### What you need to do
Which lines in the records below contain the string "segment"? Extract each one in full, matching case exactly.
-- -- --
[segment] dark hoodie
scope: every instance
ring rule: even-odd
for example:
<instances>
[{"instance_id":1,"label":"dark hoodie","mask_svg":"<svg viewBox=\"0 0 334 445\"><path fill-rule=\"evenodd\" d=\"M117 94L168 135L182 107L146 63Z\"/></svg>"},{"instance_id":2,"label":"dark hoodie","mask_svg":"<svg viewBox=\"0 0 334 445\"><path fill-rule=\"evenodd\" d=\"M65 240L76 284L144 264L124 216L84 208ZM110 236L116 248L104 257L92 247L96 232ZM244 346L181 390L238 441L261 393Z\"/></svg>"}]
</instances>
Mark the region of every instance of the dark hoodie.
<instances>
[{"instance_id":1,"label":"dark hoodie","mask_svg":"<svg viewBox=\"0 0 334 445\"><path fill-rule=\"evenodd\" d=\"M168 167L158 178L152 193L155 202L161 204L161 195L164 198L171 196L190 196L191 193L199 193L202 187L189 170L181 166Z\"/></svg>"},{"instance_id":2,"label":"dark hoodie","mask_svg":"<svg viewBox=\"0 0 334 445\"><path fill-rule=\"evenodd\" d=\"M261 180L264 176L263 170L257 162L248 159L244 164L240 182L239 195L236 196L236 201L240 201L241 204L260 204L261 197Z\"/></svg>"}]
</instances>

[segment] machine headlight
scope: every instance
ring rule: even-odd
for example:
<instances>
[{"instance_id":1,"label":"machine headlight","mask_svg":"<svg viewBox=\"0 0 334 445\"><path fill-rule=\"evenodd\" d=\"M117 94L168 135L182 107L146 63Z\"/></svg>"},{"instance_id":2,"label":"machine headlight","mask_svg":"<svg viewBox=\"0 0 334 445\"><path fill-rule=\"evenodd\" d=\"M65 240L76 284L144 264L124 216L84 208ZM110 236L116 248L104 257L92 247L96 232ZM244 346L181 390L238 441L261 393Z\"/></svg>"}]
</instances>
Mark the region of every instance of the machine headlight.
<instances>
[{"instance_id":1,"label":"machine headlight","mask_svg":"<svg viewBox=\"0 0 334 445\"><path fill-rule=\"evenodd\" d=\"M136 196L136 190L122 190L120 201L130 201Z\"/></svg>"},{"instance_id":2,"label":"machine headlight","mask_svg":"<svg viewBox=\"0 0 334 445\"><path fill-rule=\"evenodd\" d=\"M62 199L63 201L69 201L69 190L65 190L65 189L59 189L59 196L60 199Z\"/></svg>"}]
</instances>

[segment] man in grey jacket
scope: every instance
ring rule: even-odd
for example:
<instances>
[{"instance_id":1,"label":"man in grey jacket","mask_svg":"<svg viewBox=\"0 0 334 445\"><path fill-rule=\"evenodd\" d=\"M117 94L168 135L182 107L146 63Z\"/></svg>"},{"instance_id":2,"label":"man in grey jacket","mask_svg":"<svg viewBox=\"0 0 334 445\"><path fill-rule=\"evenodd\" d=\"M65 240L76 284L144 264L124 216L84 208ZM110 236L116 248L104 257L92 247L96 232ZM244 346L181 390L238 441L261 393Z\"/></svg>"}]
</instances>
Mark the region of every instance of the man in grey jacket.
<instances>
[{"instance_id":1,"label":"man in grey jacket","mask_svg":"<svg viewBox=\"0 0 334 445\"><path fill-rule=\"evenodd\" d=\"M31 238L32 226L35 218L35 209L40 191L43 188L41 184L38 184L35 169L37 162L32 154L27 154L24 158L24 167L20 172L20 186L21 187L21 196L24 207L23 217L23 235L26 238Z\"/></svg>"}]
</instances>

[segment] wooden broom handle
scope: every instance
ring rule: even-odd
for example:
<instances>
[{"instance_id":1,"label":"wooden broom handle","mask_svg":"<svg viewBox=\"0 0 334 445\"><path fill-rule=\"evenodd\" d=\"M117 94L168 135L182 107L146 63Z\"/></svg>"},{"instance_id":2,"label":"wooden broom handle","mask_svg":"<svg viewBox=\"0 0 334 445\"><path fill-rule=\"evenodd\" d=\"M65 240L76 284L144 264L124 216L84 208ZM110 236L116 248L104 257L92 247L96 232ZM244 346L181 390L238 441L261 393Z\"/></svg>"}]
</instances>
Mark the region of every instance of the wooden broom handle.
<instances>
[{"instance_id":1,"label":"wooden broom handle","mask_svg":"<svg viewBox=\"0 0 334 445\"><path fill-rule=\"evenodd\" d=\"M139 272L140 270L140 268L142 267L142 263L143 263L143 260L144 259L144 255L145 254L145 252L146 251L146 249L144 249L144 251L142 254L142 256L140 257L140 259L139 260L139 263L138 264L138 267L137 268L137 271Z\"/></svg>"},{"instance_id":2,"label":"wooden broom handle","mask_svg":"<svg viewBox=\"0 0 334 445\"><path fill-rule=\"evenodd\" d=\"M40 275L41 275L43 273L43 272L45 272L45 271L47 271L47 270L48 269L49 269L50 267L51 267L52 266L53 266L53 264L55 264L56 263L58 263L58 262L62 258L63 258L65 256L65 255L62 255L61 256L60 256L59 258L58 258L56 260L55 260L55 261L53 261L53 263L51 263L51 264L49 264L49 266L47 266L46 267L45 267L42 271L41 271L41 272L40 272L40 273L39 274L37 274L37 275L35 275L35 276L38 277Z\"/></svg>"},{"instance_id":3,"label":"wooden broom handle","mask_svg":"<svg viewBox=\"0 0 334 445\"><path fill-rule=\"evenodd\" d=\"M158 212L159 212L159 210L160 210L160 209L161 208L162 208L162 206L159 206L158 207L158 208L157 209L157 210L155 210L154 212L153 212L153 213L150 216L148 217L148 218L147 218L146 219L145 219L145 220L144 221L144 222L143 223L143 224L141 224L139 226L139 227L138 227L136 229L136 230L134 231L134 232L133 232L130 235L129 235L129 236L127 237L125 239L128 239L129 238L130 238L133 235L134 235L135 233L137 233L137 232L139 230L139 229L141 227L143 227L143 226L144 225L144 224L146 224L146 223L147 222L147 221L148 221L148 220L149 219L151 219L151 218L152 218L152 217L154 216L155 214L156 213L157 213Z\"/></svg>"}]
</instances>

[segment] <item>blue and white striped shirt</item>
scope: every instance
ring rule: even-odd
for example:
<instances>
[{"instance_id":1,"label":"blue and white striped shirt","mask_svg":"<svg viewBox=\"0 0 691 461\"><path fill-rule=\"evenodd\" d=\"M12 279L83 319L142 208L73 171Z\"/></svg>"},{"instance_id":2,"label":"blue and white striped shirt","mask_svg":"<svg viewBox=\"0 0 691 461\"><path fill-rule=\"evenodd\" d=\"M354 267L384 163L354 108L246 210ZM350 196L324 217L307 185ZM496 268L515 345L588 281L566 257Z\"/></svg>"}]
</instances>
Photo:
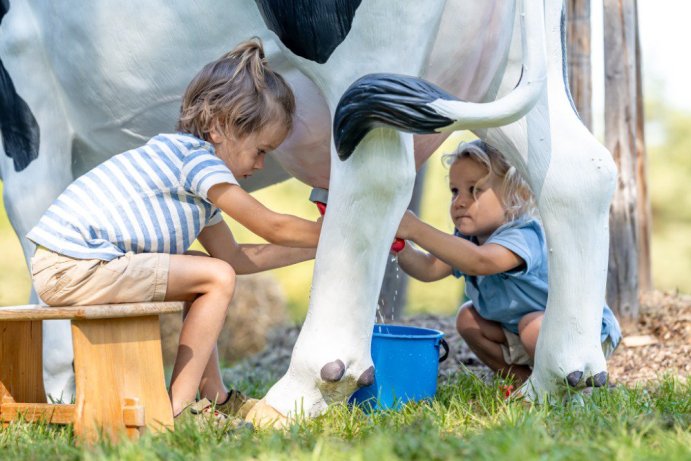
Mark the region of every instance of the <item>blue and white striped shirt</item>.
<instances>
[{"instance_id":1,"label":"blue and white striped shirt","mask_svg":"<svg viewBox=\"0 0 691 461\"><path fill-rule=\"evenodd\" d=\"M211 144L160 134L79 177L26 237L76 259L181 254L223 219L207 198L220 183L238 184Z\"/></svg>"}]
</instances>

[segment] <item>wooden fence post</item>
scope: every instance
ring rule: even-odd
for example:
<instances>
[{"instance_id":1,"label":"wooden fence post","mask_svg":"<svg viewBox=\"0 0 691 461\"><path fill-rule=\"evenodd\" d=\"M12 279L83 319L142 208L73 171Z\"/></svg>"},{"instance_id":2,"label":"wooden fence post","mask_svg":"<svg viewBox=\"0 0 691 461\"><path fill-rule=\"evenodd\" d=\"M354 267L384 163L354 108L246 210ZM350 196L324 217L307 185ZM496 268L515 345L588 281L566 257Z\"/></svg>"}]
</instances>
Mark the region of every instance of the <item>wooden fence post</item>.
<instances>
[{"instance_id":1,"label":"wooden fence post","mask_svg":"<svg viewBox=\"0 0 691 461\"><path fill-rule=\"evenodd\" d=\"M638 317L636 1L604 0L605 145L619 170L610 210L607 301L624 320Z\"/></svg>"}]
</instances>

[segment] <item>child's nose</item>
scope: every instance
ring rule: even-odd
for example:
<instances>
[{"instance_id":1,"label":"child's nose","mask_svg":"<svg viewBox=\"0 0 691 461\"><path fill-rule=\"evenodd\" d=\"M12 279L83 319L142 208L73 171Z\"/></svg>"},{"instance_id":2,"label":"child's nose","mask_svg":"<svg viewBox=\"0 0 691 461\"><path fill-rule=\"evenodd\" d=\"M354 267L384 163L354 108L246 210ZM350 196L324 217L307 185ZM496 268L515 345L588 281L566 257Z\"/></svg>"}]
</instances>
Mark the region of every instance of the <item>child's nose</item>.
<instances>
[{"instance_id":1,"label":"child's nose","mask_svg":"<svg viewBox=\"0 0 691 461\"><path fill-rule=\"evenodd\" d=\"M457 208L465 208L468 205L468 201L463 194L458 194L456 198L453 199L453 205Z\"/></svg>"}]
</instances>

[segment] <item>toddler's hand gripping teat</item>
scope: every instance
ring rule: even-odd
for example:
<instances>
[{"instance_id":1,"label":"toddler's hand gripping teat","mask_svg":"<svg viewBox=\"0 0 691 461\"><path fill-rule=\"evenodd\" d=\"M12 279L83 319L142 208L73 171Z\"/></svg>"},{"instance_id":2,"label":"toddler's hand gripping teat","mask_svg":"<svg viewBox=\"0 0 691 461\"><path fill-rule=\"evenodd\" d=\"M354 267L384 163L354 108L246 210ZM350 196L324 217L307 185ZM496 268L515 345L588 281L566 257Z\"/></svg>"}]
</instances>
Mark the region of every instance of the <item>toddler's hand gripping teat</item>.
<instances>
[{"instance_id":1,"label":"toddler's hand gripping teat","mask_svg":"<svg viewBox=\"0 0 691 461\"><path fill-rule=\"evenodd\" d=\"M312 189L312 192L310 193L310 202L314 202L315 205L317 205L317 208L319 209L319 213L321 213L322 216L324 216L324 213L326 213L326 203L329 201L329 191L326 189L321 189L319 187L315 187ZM391 244L391 253L398 253L401 251L403 248L405 248L405 240L403 239L395 239L394 242Z\"/></svg>"}]
</instances>

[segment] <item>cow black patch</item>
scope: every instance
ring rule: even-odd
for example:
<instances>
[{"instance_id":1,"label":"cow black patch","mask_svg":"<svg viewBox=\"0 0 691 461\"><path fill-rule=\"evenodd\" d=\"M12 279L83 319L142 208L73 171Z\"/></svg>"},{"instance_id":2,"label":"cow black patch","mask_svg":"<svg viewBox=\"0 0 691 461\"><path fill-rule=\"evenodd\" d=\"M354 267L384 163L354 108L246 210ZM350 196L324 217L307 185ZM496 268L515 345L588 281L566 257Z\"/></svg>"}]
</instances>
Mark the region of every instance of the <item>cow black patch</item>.
<instances>
[{"instance_id":1,"label":"cow black patch","mask_svg":"<svg viewBox=\"0 0 691 461\"><path fill-rule=\"evenodd\" d=\"M0 0L0 23L9 10L9 1ZM0 59L0 134L15 171L22 171L38 157L40 133L31 109L19 97L10 74Z\"/></svg>"},{"instance_id":2,"label":"cow black patch","mask_svg":"<svg viewBox=\"0 0 691 461\"><path fill-rule=\"evenodd\" d=\"M255 0L267 27L293 53L324 64L346 38L362 0Z\"/></svg>"},{"instance_id":3,"label":"cow black patch","mask_svg":"<svg viewBox=\"0 0 691 461\"><path fill-rule=\"evenodd\" d=\"M369 74L343 93L334 114L334 143L346 160L362 138L376 126L390 126L417 134L436 133L454 120L438 114L429 103L458 99L421 78Z\"/></svg>"}]
</instances>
-- -- --
### Exercise output
[segment] dark hoodie
[segment] machine headlight
[segment] man in grey jacket
[segment] wooden broom handle
[segment] <item>blue and white striped shirt</item>
[segment] <item>wooden fence post</item>
[segment] <item>child's nose</item>
[segment] <item>toddler's hand gripping teat</item>
[segment] <item>cow black patch</item>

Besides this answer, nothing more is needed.